:: SOURCE EXTRACT ::

Milk is considered as one of the most nutritional, natural, liquid food. It is rich in high quality protein, essential minerals, and vitamins that are beneficial for human health. Along with all these essential nutrients, milk also contains a number of micro-organisms.
Most of these bacteria are harmless; in fact, some are even beneficial. However, several factors such as the health of the animal, improper handling, pollutants from air and water, etc., can contaminate raw milk and make it unfit for consumption.
Raw milk can be contaminated by pathogens such as Salmonella, Escherichia coli, Listeria monocytogenes, Yersinia enterocolitica, Campylobacter jejuni, Staphylococcus aureus, and many more. All these micro-organisms can be harmful to us in some way or the other.
Several pathogens find their way into milk and multiply, since its nutritional components support their growth well. This brings us to the technique of pasteurization which is used to kill all these pathogens.
Pasteurization is a technique of heat-treating milk to destroy all the pathogens present in it. This process was named after its creator, Louis Pasteur, a French chemist and microbiologist. He was the first one to perform this procedure, and successfully eliminate most of the disease causing bacteria. Pasteurization does not alter the taste of milk and retains all the milk health benefits.

:::
:: INFORMATION ::

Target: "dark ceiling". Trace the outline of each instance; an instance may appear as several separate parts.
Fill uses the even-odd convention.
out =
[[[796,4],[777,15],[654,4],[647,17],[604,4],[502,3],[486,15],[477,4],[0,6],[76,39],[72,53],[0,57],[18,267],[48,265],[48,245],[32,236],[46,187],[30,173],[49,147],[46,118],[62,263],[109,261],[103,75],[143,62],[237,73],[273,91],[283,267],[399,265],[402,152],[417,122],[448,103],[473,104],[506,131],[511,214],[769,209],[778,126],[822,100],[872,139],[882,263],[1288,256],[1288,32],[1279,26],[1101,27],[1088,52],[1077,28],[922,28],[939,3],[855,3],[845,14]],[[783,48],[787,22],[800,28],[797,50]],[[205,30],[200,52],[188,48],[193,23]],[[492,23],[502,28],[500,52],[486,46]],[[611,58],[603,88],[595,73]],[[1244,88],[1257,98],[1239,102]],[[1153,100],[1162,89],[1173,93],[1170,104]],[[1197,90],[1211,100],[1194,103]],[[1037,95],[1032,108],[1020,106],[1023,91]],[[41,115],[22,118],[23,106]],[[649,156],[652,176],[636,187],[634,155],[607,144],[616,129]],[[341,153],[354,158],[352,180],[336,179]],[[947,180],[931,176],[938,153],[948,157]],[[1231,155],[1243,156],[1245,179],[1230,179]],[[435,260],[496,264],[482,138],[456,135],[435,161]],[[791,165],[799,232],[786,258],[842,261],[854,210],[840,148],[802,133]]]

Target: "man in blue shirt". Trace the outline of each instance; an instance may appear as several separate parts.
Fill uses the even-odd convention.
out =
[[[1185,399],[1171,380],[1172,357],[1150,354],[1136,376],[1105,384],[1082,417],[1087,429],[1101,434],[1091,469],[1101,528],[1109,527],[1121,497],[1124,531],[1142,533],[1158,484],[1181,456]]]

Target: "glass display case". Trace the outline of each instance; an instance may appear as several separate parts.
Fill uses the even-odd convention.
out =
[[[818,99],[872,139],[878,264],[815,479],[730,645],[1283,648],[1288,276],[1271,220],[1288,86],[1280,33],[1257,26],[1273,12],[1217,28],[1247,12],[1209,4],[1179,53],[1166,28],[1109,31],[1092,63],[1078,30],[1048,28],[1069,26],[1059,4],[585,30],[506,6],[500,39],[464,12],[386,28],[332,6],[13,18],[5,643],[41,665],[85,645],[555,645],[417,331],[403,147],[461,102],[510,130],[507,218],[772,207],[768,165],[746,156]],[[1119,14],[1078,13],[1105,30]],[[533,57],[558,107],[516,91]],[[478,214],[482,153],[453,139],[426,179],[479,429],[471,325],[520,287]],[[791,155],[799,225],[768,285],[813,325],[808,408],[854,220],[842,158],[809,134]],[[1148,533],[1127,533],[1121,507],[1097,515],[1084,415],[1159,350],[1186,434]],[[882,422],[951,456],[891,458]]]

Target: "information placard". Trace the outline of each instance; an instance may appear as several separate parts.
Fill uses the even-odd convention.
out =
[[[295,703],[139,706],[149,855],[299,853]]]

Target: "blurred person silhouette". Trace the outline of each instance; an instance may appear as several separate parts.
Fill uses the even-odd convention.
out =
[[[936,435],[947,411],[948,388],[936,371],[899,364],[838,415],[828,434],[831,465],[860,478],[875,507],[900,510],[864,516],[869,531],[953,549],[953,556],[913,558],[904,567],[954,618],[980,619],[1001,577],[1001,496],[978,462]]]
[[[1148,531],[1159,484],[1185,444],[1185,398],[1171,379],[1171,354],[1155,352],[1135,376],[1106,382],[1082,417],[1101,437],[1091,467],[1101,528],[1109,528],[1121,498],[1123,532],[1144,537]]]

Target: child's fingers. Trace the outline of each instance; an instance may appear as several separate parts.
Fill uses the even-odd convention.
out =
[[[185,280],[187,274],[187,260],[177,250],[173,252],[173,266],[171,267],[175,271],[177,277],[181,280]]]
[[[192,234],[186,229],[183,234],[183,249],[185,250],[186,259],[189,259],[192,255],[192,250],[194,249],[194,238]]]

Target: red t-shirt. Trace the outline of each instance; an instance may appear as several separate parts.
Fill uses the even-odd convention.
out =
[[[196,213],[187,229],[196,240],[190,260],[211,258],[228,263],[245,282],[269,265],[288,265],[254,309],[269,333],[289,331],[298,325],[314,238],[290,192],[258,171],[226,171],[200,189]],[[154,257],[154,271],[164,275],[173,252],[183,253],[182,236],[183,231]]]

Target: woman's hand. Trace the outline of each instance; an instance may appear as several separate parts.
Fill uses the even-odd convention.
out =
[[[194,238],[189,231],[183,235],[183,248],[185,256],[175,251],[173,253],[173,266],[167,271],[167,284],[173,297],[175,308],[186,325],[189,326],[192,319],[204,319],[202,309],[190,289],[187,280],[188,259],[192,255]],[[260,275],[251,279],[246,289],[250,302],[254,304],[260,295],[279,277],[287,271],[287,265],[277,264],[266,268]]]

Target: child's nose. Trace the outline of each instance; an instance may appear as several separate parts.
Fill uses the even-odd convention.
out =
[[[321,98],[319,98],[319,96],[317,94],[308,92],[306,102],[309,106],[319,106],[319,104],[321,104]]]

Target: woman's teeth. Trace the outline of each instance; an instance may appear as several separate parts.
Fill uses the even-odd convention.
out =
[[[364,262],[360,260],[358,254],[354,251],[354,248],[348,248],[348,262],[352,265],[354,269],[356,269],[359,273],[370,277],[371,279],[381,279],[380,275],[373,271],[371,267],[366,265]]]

:::

PROBLEM SET =>
1. Answer these questions from the milk and pasteurization text:
(a) Which factors does it list that can contaminate raw milk?
(b) Why can pathogens multiply once they get into milk?
(c) Who was pasteurization named after, and how is that person described?
2. Write a continuation of the milk and pasteurization text, starting after its final sentence.

RESPONSES FOR EACH TASK =>
1.
(a) The health of the animal, improper handling, and pollutants from air and water.
(b) Milk's nutritional components support their growth well.
(c) Louis Pasteur, a French chemist and microbiologist.

2.
Pasteurizing Milk at Home

Milk is generally heated to 161ºF for 15 seconds to kill the micro-organisms. There are several methods of pasteurization including high temperature-short time pasteurization, low temperature-long time pasteurization, flash pasteurization, steam pasteurization, irradiation pasteurization, and ultra-high temperature pasteurization.
Given below is the procedure to pasteurize milk at home.
Procedure:
  1. Place raw milk in a double boiler. You can use a stainless steel pot if you do not have a double boiler.
  2. Place this pot containing raw milk into a larger pot with a few inches of water.
  3. Heat the milk slowly to 145º.
4. Stir constantly to avoid scalding the milk. Maintain this temperature for exactly 30 minutes.
5. Remove the pot from the heat, and cool it by placing in a large bowl filled with ice water.
6. Stir frequently, until the temperature drops to 40º.
7. Store it in a refrigerator.
It is important to note that improper handling may recontaminate the milk. You need to refrigerate the milk to prevent it from spoiling.

Nutrition

A lot has been said about the nutritional content of pasteurized milk. It is believed that this process reduces its nutritional value. However, the nutrients are almost similar to those present in raw milk. Although heating at high temperatures does break down some of its components, the effect on nutrition is only marginal.
Pasteurized milk is also said to cause lactose intolerance. However, lactose is a substance that occurs naturally in milk, and pasteurization does not have any effect on the levels of lactose. Both the types can cause equal allergic reactions in those who are sensitive to milk proteins. This is because they have the same lactose content.
Pasteurization limits fermentation, and increases shelf life. However, not all pathogens are destroyed by this process, and hence, the milk isn't 100% sterile.